# TASK INPUTS:
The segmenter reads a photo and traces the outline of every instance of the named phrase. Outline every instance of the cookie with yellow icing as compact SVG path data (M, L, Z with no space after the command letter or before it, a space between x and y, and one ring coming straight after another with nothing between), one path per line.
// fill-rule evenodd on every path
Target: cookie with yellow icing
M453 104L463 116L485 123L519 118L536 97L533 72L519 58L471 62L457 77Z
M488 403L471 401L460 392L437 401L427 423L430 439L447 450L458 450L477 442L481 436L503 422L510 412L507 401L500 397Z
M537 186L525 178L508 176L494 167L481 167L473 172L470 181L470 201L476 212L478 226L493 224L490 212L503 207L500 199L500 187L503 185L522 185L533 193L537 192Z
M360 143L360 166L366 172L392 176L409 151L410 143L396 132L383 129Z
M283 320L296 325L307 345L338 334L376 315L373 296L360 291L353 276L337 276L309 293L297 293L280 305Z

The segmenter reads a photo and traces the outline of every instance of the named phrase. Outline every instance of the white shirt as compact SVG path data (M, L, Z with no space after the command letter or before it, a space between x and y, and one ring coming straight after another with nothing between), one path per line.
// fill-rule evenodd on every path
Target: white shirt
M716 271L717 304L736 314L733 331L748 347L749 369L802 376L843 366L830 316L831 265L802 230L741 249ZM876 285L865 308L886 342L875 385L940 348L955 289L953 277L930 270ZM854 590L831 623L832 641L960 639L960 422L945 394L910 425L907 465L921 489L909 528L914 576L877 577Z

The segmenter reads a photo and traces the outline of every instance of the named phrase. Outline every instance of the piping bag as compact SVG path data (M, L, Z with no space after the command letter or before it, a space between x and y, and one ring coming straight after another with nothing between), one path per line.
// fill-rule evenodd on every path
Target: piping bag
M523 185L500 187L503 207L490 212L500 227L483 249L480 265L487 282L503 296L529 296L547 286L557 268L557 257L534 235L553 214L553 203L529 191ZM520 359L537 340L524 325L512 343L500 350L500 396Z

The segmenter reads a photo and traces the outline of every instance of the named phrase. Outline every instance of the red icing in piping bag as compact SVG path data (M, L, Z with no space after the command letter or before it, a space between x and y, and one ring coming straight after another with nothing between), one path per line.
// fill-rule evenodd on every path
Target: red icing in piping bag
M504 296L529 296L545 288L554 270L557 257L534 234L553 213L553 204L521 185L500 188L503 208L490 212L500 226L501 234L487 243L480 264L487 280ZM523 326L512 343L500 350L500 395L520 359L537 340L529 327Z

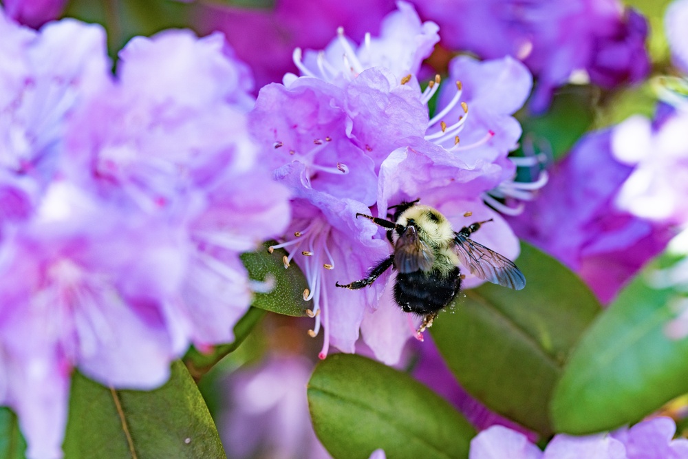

# TASK DESCRIPTION:
Please copy every one of the records above word for word, leaving out the picture.

# WRITTEN SOLUTION:
The segmenter reads a photo and traces the outline of every instance of the named phrase. Outline every instance of the cookie with yellow icing as compact SVG path data (M, L, Z with no space after the command letter or before it, a space between x and y, and one ring coming straight after another with nothing between), one path per line.
// fill-rule evenodd on every path
Target: cookie with yellow icing
M453 104L463 116L485 123L519 118L536 97L533 72L519 58L471 62L457 77Z
M488 403L471 401L460 392L437 401L427 423L430 439L447 450L458 450L477 442L481 436L503 422L510 412L507 401L500 397Z
M537 186L525 178L508 176L494 167L481 167L473 172L470 181L470 201L476 212L478 226L493 224L490 212L503 207L500 199L500 187L503 185L522 185L533 193L537 192Z
M360 143L360 166L366 172L392 176L409 151L410 143L396 132L383 129Z
M283 320L296 325L307 345L338 334L376 315L373 296L360 291L353 276L337 276L309 293L297 293L280 305Z

The segmenter reads a photo and traces the outline of every instance of the named phrase. Outline every instance of the white shirt as compact SVG path data (M, L, Z with no space after the command letter or before it, a space between x and y, and one ring coming straight after another with nothing between), one path per line.
// fill-rule evenodd on every path
Target: white shirt
M716 271L717 304L736 314L733 331L748 347L749 369L802 376L843 366L830 316L831 265L802 230L741 249ZM876 285L865 308L886 342L875 385L940 348L955 289L953 277L930 270ZM854 590L831 623L832 641L960 639L960 422L945 394L910 425L907 465L921 489L909 528L914 576L877 577Z

The segmenter reads a photo and traces the outline of every instance of the named phrase. Outline every instance of the piping bag as compact SVG path data (M, L, Z with no space after the command letter or before it, a space between x and y, and one ring coming straight after another with nothing between), one path per line.
// fill-rule evenodd on every path
Target: piping bag
M523 185L500 187L503 207L490 212L500 227L483 249L480 265L487 282L503 296L529 296L547 286L557 268L557 257L534 235L553 214L553 203L529 191ZM520 359L537 340L524 325L512 343L500 350L500 396Z

The segmenter reads a photo and traces the outline of every instance of the named phrase. Outline every instance of the red icing in piping bag as compact SVG path data (M, L, Z with no space after the command letter or before it, a space between x and y, and one ring coming straight after another with nothing between), one path per line.
// fill-rule evenodd on every path
Target: red icing in piping bag
M504 296L529 296L545 288L554 270L557 257L534 234L553 213L553 204L521 185L500 188L503 208L490 212L500 226L501 234L487 243L480 264L487 280ZM523 326L512 343L500 350L500 395L520 359L537 340L529 327Z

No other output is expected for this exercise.